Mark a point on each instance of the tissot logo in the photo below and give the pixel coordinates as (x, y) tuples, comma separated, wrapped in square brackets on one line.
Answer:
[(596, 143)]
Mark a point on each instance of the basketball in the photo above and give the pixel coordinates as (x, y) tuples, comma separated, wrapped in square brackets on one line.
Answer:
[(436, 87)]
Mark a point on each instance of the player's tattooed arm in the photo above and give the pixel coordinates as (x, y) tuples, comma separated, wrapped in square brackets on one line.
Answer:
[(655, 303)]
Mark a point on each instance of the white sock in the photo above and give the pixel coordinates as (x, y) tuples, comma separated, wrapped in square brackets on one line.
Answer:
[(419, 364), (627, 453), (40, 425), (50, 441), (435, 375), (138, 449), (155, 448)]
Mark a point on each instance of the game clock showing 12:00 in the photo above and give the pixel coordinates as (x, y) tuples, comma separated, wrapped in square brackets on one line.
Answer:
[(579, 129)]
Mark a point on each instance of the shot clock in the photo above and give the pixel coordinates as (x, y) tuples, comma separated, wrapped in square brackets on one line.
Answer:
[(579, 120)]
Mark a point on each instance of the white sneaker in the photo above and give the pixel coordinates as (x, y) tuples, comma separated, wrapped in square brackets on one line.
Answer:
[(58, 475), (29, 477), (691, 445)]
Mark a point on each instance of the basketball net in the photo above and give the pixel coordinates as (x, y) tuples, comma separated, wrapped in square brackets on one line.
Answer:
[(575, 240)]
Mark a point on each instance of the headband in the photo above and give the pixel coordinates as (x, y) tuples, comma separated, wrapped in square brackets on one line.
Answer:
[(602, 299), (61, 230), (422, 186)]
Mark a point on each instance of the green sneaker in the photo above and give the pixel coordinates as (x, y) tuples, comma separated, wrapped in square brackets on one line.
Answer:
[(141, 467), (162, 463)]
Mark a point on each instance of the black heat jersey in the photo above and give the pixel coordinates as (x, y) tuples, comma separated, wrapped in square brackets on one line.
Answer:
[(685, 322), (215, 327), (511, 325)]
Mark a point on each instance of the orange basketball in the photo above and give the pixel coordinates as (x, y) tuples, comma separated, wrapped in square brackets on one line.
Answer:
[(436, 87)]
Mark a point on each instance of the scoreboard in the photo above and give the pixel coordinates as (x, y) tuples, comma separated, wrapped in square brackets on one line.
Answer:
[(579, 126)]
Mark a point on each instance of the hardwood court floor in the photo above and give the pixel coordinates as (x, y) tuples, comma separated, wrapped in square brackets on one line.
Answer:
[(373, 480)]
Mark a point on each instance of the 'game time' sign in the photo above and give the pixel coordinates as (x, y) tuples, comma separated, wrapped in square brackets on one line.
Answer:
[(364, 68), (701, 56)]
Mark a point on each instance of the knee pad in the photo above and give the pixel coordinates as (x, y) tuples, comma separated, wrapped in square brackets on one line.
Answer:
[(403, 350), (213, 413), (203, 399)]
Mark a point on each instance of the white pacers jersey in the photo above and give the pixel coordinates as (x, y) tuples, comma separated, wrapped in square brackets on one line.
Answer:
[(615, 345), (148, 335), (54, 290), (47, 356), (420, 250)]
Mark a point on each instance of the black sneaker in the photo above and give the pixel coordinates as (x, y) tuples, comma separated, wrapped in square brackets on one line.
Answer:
——
Update the data above by swapping every "pixel coordinates" for "pixel locations" and leaving all other text unchanged.

Solution for this exercise:
Mark a point on each instance of the tissot logo in the photo below and give the pixel locations as (x, y) tuples, comma separated, wrapped in square brackets on one line.
Answer:
[(596, 143)]
Mark a point on each instance of the basketball in the photo above and give the pixel locations as (x, y) tuples, comma separated, wrapped in square brackets on one line.
Answer:
[(436, 87)]
Mark a point on each instance of the player's tattooed arm in the photo above and give the pixel locations as (x, y) tuples, comma separated, wrapped in square brackets on one line.
Answer:
[(655, 303)]
Mark a point on each instance of the white sock in the photo above and give the pixel locations as (x, y) tuples, comma separated, wrapped in square brackets on one line.
Answer:
[(419, 364), (627, 453), (40, 425), (50, 441), (435, 375), (138, 449), (155, 448)]
Mark a point on each instance of the game clock showing 12:00 in the photo above and give the pixel locations as (x, y) tuples, comma separated, wrapped in square brackets on one line.
Answer:
[(579, 129)]
Mark a point on each instance of the shot clock in the photo above and give the pixel locations as (x, y) tuples, comma separated, wrapped in square brackets on one line.
Answer:
[(579, 120)]
Mark a point on each instance of the white sneaker in the photo above and give the pixel locations as (x, y) tuples, comma separated, wrapped in square brackets on one line.
Answer:
[(58, 475), (29, 477), (691, 445)]
Mark a point on each instance of the basketball net in the photo above and give the pixel locations as (x, y) tuples, comma separated, wrapped in square brackets on one line.
Answer:
[(575, 240)]
Mark a point on each instance of the headband in the photo above and give the pixel locations as (x, y) tuples, comma separated, wrapped in square brackets on one line.
Answer:
[(602, 299), (61, 230), (422, 186)]
Mark a point on each instance of the green sneaker in the photo above and give the pixel locations as (x, y) tuples, comma separated, wrapped in square brackets on one line.
Answer:
[(141, 467), (162, 463)]
Mark a point on each instance of the black heat jersey in the photo above and give the pixel locations as (x, y) tuples, comma separated, wrapped in square brackets on one line.
Answer:
[(685, 322), (215, 327), (511, 325)]
Mark a point on each instance of the orange basketball in the photo above and give the pixel locations as (x, y) tuples, comma separated, wrapped in square brackets on one line.
Answer:
[(436, 87)]
Mark a point on each instance of the scoreboard in the photo above and give the pixel locations as (x, y) tuples, comma separated, wrapped in square brackets on one line.
Answer:
[(579, 126)]
Mark a point on each instance of the hardwood court floor in the photo above and give the pixel locations as (x, y) tuples, comma separated, wrapped in square brackets on one line.
Answer:
[(373, 480)]
Mark a point on each instance of the 'game time' sign in the photo above and give the pixel locations as (x, y) tuples, comma separated, wrapped in square brackets on one line.
Answer:
[(364, 68), (701, 56)]
Mark a point on each instance of the knee pad in the photo above and give the pixel locations as (x, y) tuples, comma separated, wrapped in square brackets on one line.
Answer:
[(403, 350), (213, 413), (203, 399)]
Mark a point on each instance of the white pacers jersey in the photo above and give the pixel locations as (x, y) tuples, comma separated, wrapped in square brackets on one line.
Answer:
[(615, 345), (148, 335), (54, 290), (47, 356), (420, 250)]
Mark a point on each instance of the black sneaker in the photo above and give the pixel locations as (x, y) tuples, comma separated, wrapped in square brackets on one line.
Answer:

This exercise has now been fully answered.